**Material supplied:**
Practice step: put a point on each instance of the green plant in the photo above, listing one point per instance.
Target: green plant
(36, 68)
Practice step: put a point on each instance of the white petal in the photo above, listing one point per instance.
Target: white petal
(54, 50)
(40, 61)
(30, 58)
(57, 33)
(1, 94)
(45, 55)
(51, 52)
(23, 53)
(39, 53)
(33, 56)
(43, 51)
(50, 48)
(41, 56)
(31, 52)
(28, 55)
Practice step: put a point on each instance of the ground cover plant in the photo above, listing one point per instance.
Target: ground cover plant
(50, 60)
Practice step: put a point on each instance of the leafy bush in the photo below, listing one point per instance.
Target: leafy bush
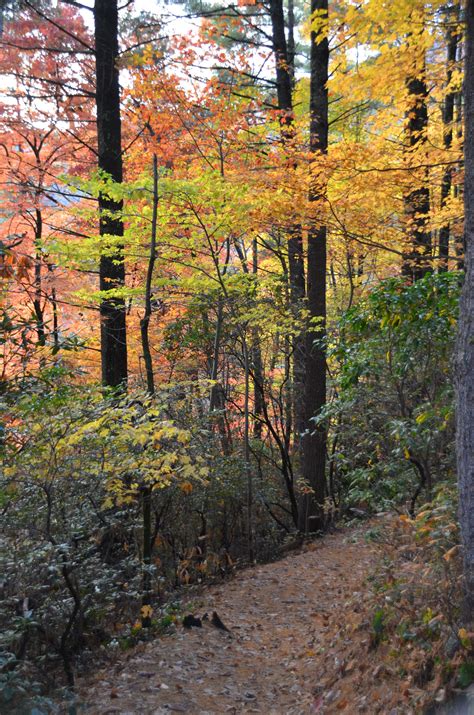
(392, 411)
(107, 506)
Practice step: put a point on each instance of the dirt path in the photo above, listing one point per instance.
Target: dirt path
(290, 651)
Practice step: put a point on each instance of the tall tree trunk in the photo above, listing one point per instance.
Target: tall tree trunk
(452, 36)
(112, 268)
(258, 385)
(284, 60)
(465, 343)
(417, 260)
(311, 517)
(145, 321)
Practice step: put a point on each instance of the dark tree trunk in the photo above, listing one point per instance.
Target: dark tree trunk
(417, 260)
(145, 321)
(112, 268)
(284, 60)
(452, 36)
(258, 384)
(465, 344)
(311, 517)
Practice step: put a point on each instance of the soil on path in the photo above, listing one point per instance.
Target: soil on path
(299, 644)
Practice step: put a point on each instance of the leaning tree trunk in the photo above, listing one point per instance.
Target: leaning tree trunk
(311, 512)
(465, 343)
(417, 260)
(452, 37)
(284, 53)
(112, 268)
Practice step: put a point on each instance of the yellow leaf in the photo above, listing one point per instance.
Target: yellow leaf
(449, 554)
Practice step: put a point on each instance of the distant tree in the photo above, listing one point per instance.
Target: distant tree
(112, 268)
(465, 346)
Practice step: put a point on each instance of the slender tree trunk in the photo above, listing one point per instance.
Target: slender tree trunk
(284, 60)
(452, 15)
(112, 267)
(248, 466)
(258, 386)
(145, 321)
(150, 383)
(465, 343)
(417, 261)
(39, 312)
(311, 517)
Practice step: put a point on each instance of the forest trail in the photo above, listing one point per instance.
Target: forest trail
(299, 643)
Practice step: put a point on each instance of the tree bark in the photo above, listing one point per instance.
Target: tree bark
(112, 267)
(311, 517)
(452, 15)
(417, 260)
(284, 60)
(145, 321)
(465, 342)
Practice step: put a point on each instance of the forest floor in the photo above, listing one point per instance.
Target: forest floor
(299, 643)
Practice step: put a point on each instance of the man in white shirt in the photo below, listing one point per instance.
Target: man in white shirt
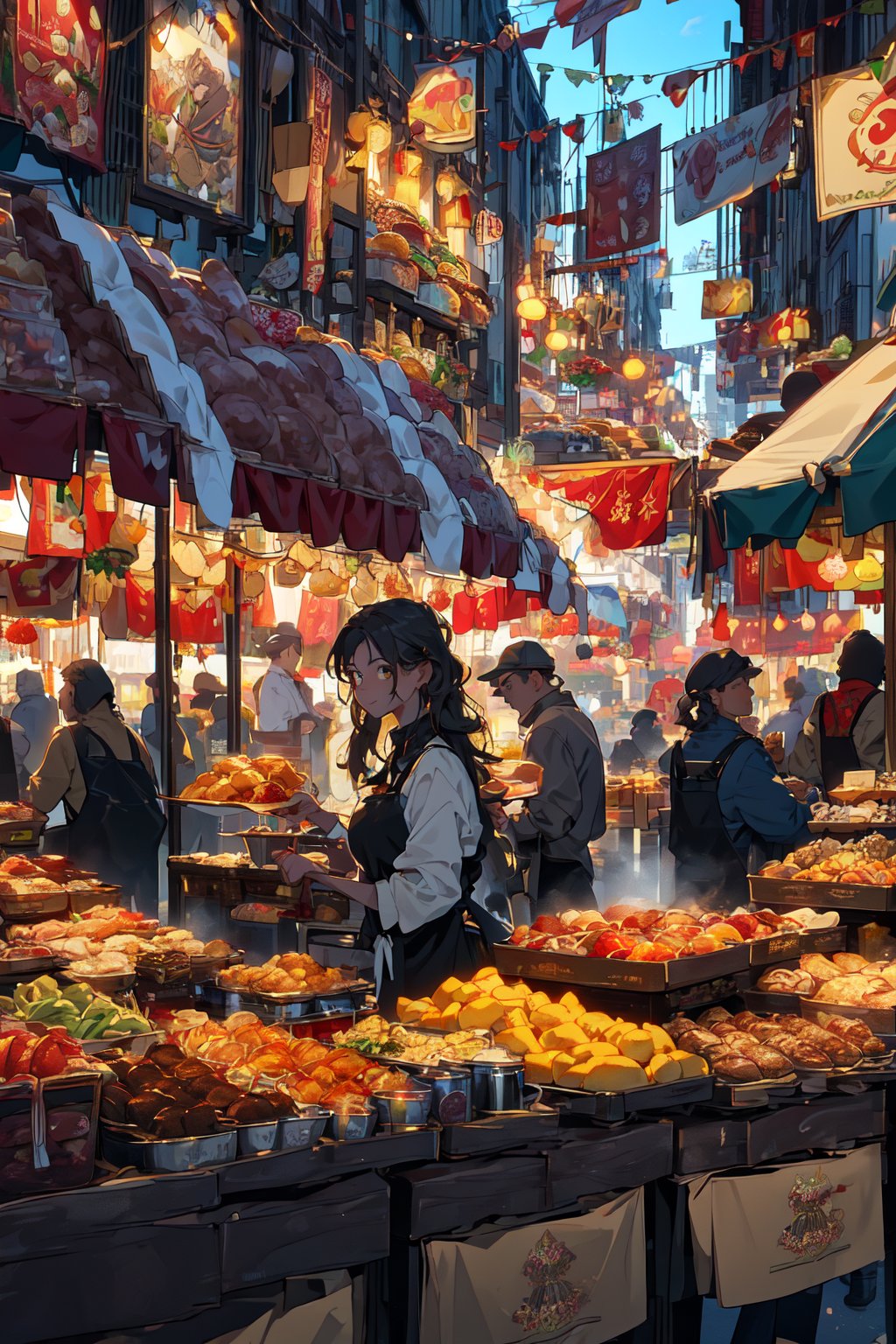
(281, 701)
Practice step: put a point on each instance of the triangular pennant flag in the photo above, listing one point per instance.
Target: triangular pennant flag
(564, 11)
(532, 40)
(575, 130)
(805, 43)
(676, 87)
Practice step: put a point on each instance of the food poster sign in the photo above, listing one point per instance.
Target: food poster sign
(732, 159)
(441, 112)
(60, 65)
(855, 118)
(624, 197)
(195, 102)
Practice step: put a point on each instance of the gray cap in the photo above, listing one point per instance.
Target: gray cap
(522, 656)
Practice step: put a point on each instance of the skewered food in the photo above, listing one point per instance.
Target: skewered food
(870, 860)
(560, 1042)
(290, 973)
(83, 1013)
(635, 933)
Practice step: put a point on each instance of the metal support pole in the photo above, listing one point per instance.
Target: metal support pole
(233, 649)
(890, 639)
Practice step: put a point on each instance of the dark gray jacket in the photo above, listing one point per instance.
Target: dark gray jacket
(570, 809)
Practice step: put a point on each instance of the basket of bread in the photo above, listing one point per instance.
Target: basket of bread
(263, 784)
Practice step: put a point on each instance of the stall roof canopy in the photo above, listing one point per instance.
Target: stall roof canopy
(845, 434)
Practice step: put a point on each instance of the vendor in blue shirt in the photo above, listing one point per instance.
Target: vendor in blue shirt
(731, 810)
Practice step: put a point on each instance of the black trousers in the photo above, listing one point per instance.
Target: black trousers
(564, 886)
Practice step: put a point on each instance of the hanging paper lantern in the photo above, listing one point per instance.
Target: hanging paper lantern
(868, 570)
(20, 632)
(833, 567)
(439, 598)
(720, 626)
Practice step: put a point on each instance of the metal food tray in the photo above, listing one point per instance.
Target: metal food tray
(601, 972)
(828, 895)
(612, 1108)
(261, 809)
(790, 944)
(760, 1093)
(128, 1148)
(346, 999)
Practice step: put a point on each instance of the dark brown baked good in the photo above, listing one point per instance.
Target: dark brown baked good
(170, 1123)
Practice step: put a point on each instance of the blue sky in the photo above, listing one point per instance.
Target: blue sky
(657, 38)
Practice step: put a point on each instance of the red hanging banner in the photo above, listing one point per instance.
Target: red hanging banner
(629, 503)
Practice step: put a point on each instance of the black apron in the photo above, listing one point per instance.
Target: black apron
(8, 773)
(708, 869)
(444, 947)
(838, 754)
(120, 825)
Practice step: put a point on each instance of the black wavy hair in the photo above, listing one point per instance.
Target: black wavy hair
(406, 634)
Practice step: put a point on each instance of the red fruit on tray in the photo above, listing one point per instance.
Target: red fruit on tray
(746, 925)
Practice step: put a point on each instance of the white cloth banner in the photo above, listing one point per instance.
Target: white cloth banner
(855, 120)
(788, 1228)
(577, 1280)
(734, 158)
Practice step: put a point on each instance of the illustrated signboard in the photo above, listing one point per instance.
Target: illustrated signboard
(855, 118)
(624, 197)
(195, 104)
(60, 63)
(734, 158)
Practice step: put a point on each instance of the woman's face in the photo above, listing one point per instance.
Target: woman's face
(378, 692)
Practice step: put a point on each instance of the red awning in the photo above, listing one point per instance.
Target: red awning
(629, 503)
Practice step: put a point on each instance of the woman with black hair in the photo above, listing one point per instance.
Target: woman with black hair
(421, 832)
(101, 772)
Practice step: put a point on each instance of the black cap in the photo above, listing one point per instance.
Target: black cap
(522, 656)
(644, 718)
(861, 659)
(715, 671)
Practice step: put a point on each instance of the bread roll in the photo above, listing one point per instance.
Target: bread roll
(615, 1075)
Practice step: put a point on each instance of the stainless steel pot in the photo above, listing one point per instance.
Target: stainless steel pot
(403, 1108)
(496, 1086)
(451, 1095)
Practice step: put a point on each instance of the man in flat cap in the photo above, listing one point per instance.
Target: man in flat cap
(730, 808)
(569, 809)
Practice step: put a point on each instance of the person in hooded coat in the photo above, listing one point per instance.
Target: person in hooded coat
(845, 729)
(37, 714)
(102, 774)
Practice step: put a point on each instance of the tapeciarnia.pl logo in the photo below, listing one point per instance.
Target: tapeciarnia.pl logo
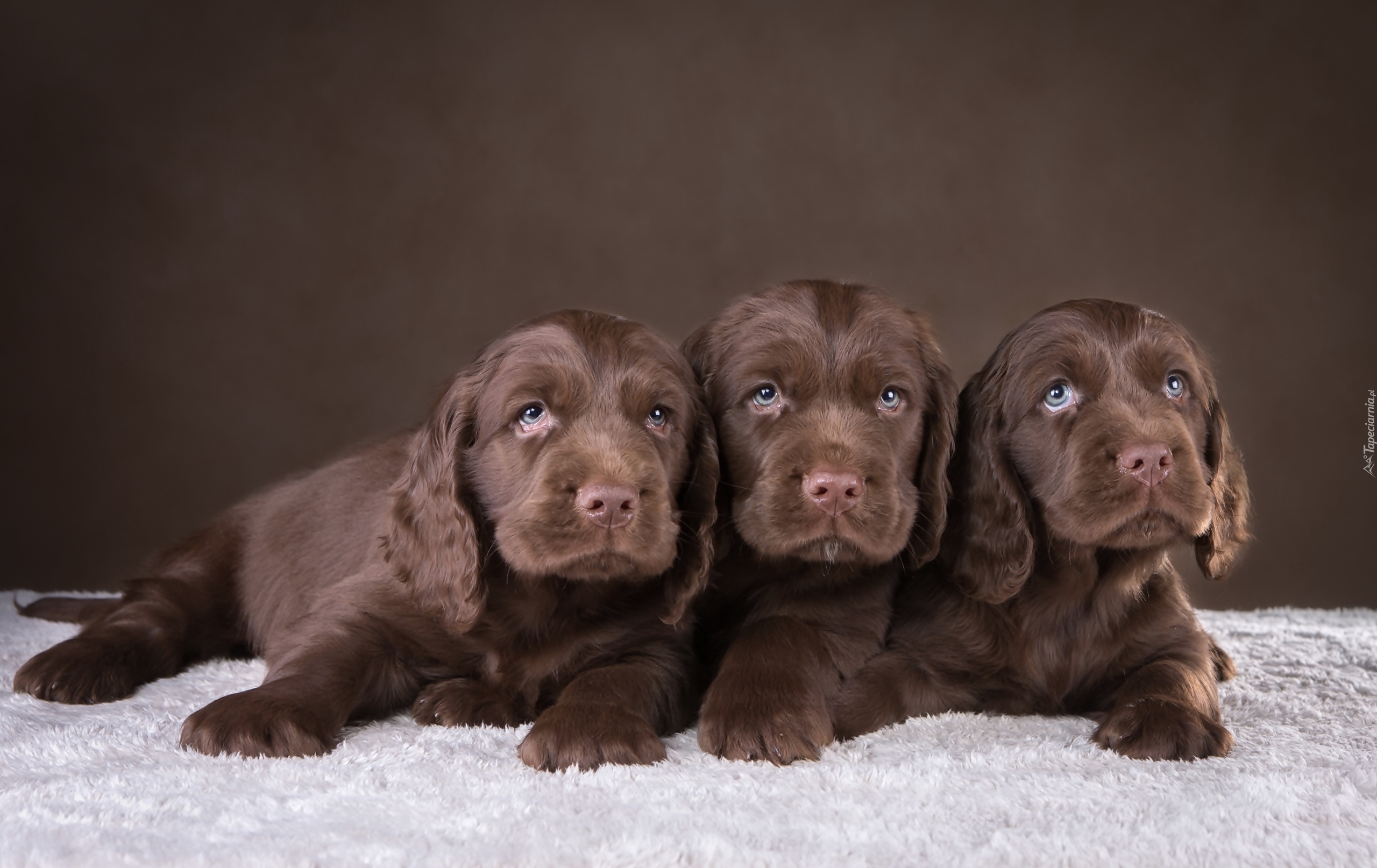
(1372, 444)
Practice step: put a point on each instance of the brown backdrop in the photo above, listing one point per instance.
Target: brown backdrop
(237, 237)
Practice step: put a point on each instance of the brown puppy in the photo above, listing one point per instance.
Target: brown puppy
(528, 554)
(836, 418)
(1088, 445)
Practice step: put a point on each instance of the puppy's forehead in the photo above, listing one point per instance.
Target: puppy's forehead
(1095, 339)
(579, 356)
(824, 330)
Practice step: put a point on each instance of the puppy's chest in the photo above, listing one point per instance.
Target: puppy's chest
(1063, 665)
(524, 648)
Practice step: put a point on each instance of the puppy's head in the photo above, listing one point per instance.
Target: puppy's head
(580, 445)
(835, 412)
(1095, 423)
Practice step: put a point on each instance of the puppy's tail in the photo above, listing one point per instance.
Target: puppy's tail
(68, 609)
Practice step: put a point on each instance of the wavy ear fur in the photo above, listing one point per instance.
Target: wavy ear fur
(1218, 549)
(989, 546)
(697, 516)
(433, 539)
(938, 442)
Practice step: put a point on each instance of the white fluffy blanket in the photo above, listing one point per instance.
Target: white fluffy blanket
(107, 785)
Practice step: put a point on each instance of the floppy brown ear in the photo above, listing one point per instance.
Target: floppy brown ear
(938, 442)
(1218, 549)
(988, 549)
(697, 516)
(433, 540)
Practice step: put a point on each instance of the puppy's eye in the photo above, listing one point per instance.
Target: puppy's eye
(1058, 397)
(766, 396)
(1175, 386)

**Given task:**
In the listing above, find the line with "the white fluffy" and set down that line and all after it exactly, through the final line.

**Answer to this task:**
Practice step: put a point on each instance of the white fluffy blanket in the photo above, listing one point per instance.
Target: white fluffy blanket
(107, 785)
Practice step: put a point on each instance of the floppy brown ear in the photo above, listing one point per instance.
Target: floppy brown ear
(938, 442)
(1218, 549)
(988, 549)
(697, 516)
(433, 540)
Practice step: put a point on each instance of the puppy's eye in the photo above, listing one point per instance.
Target: puppy's eye
(1058, 397)
(766, 396)
(1175, 386)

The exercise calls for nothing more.